### TAREFA A REALIZAR:
Por favor, escreva a continuação do texto sobre Peter Berger e a construção social da ordem, começando logo após a última frase apresentada.

Os conceitos de Peter Berger ajudarão a compreender como o processo de
construção social da realidade é também o processo de construção da ordem social. Como a
lógica do senso comum erige os significados partilhados intersubjetivamente para a
construção dos esquemas classificatórios que definem o que é ordem e o que representa a
desordem.
A realidade da vida social é compartilhada intersubjetivamente e é produzida nos
processos de interação social. Berger afirma que a interação face a face é o caso
“prototípico” da interação social. A interação social é o caso mais importante de
experiência com a alteridade: “Na situação face a face o outro é plenamente real, esta
24
realidade é parte da realidade global da vida cotidiana e como tal maciça e
irresistível”.(Berger, 1983, pág 47)
A ênfase neste aspecto se deve ao fato de que na presente dissertação tenho como
fonte de pesquisa documentos profissionais e peças processuais que são produzidos a partir
dos relatos de jovens infratores que são colhidos em situações de interação face a face.

### DADOS FORNECIDOS:
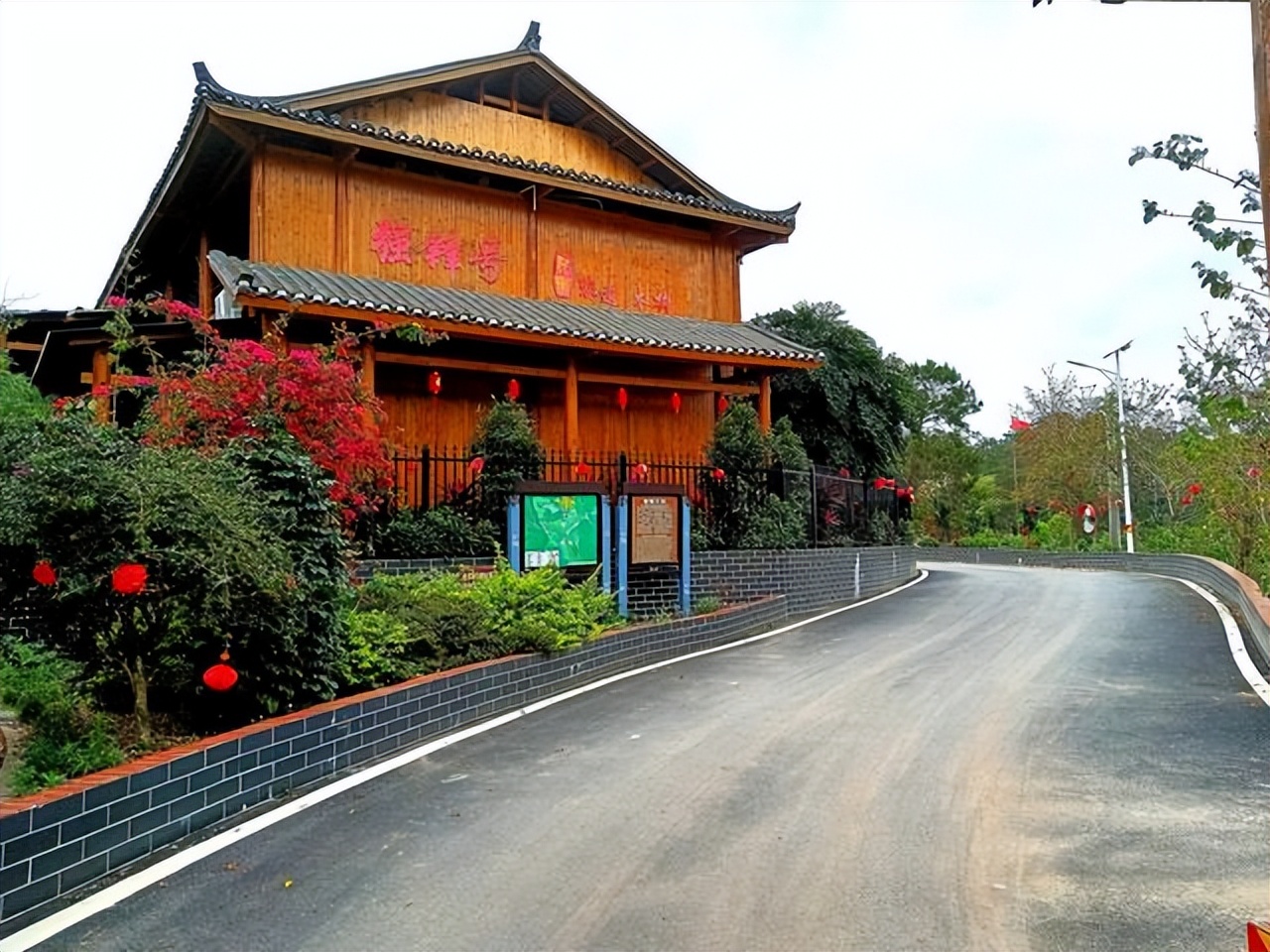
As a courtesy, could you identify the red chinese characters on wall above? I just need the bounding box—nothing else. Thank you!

### RESPOSTA DA TAREFA:
Nesses casos, o outro é apreendido a partir de esquemas tipificadores. Porém, devido ao
fato de que tal interação expõe de forma intensa a subjetividade dos atores que interagem,
os esquemas tipificadores entram em um processo de intensa negociação: “Dito de maneira
negativa, é relativamente difícil impor padrões rígidos á interação face a face. Sejam quais
forem os padrões que se introduza terão de ser continuamente modificados devido ao
intercâmbio extremamente variado e sutil de significados que tem lugar”. (Berger, 1983,
pág 48)
Porém, Berger acentua que mesmo que a interação face a face produza uma intensa
demonstração da subjetividade alheia, o outro é apreendido por meio de esquemas
tipificadores: “Noutras palavras, embora seja extremamente difícil impor padrões rígidos a
interação face a face, desde o início ela já é padronizada se ocorre dentro da rotina da vida
cotidiana”. (Berger, 1983, pág 49)
A interação face a face pode produzir a alteração de esquemas tipificadores
principalmente quando propicia a individualização e a quebra do anonimato do tipo social.
Porém o que gostaria de salientar como aspecto decisivo da interação face a face no caso da
presente dissertação se refere ao fato de que o contato breve dos jovens infratores com os
profissionais técnico – científicos e demais autoridades judiciais que se pronunciam nas
peças processuais do processo de apuração do ato-infracional não possibilitam a alteração
dos esquemas de tipificação
Estes encontros estão marcados pela necessidade de produção de documentos que
sustentam a definição de sentenças judiciais. A função da justiça como instituição
garantidora da ordem social e que sustenta a sua ação a partir da prática de exames que
tipifiquem comportamentos inadequados, marca decisivamente as interações face a face dos
profissionais com os jovens infratores.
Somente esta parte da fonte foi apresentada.